Jean-François Laé et Laetitia Overney ont recueilli le « livre d’or de l’église de la Madeleine » : les écrits déposés par les fans de Johnny Halliday à sa mort, le 5 décembre 2017. Dans ce livre de socio-ethnologie fine et pertinente, attentive, pleine de tact vis-à-vis de son propre objet, le lecteur, la lectrice ont la chance de pouvoir mieux appréhender un événement populaire massif du début du XXIe siècle en France : l’effet social de la mort du chanteur national.
Jean-François Laé et Laetitia Overney, « Johnny, j’peux pas me passer de toi ». Écritures de séparation et mémoire. Bayard, 230 p., 15,90 €
L’immensité de la foule qui a envahi les rues de Paris lors des funérailles de Johnny Halliday le 9 décembre 2017 a étonné les commentateurs. Cette présence collective spontanée, son « évidence sociale », oblige à redonner à l’adjectif « populaire », à défaut d’une définition sociologique clôturée, toute sa noblesse historique : celle qu’un Victor Hugo a décrite en son temps, lui dont les funérailles furent aussi marquées par le déferlement d’une foule immense, « populaire ».

----

▶ **Consignes**
1. Mettez dans un tableau Markdown les lignes du jeu de données de segmentation, depuis la première jusqu’à celle qui contient « M 63 83 L 57 » incluse, sans les lignes vides. Utilisez les colonnes « N° » pour le numéro et « Ligne » pour le texte de chaque ligne.
2. Donnez la suite du texte sur les écrits laissés par les fans de Johnny Halliday à sa mort, après sa dernière phrase.

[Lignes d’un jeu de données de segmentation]
----

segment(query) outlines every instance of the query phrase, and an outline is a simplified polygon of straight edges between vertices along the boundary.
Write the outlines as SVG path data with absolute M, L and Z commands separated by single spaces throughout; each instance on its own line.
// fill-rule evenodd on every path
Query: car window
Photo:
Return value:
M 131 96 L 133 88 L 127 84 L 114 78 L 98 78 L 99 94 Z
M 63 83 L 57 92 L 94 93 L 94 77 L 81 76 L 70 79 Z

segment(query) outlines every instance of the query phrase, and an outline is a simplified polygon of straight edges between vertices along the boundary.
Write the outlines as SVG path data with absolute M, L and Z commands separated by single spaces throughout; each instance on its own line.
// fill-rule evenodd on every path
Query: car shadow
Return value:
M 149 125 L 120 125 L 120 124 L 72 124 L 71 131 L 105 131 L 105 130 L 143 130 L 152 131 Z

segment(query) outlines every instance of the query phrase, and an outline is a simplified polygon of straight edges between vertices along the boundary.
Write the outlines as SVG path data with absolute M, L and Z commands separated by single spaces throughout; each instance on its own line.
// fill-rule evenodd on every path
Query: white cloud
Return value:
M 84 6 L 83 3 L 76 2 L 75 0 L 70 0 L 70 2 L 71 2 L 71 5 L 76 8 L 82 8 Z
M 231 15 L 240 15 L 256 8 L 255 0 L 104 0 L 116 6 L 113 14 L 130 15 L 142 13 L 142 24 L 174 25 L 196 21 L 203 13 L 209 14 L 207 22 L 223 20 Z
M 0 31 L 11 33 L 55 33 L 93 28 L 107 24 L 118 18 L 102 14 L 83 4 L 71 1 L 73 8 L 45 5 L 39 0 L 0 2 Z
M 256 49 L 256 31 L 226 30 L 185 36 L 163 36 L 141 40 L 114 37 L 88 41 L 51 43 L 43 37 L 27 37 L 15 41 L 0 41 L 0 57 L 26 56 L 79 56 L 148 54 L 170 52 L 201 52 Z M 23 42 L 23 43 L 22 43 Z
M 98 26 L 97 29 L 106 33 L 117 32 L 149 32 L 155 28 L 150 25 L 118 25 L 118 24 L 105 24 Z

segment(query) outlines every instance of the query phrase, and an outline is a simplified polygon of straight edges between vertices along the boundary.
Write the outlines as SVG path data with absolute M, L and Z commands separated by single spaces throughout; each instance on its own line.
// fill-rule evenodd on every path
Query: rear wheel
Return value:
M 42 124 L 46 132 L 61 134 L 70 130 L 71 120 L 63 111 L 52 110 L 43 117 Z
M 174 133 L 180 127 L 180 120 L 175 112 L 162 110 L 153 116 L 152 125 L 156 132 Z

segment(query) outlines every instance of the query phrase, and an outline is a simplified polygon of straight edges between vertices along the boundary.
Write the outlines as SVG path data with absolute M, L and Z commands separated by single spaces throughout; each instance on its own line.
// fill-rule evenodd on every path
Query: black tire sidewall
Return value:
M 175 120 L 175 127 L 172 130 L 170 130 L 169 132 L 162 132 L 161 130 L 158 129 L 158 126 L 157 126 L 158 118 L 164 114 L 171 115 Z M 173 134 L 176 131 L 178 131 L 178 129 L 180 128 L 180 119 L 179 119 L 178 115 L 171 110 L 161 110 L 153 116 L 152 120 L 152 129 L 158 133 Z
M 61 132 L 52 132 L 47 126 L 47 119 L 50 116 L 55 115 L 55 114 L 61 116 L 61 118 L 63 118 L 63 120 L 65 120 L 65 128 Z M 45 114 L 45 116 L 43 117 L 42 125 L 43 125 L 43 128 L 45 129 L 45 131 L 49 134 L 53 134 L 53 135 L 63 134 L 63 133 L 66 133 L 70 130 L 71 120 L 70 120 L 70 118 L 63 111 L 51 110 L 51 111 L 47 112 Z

----

▶ **Réponses**
1.
| N° | Ligne |
|---|---|
| 1 | segment(query) outlines every instance of the query phrase, and an outline is a simplified polygon of straight edges between vertices along the boundary. |
| 2 | Write the outlines as SVG path data with absolute M, L and Z commands separated by single spaces throughout; each instance on its own line. |
| 3 | // fill-rule evenodd on every path |
| 4 | Query: car window |
| 5 | Photo: |
| 6 | Return value: |
| 7 | M 131 96 L 133 88 L 127 84 L 114 78 L 98 78 L 99 94 Z |
| 8 | M 63 83 L 57 92 L 94 93 L 94 77 L 81 76 L 70 79 Z |

2.
À partir de cette date, s’est mise en place une forme d’action collective dans le temps, avec rassemblements mensuels à l’église de la Madeleine, lieu de la cérémonie, choix de gestes et de postures, usages maitrisés du silence et du son, dons d’objets et de textes : un « livre d’or » en perpétuelle écriture est au cœur du travail sociologique et ethnologique des deux auteurs. Entre le 9 décembre 2017 et le 30 décembre 2019, 50 cahiers (soit 70 000 pages) offrent d’innombrables lettres manuscrites, avec leurs signatures, leurs dessins, le tout dans une grande intensité graphique dont témoignent les photographies présentes dans l’ouvrage scientifique qui en est tiré.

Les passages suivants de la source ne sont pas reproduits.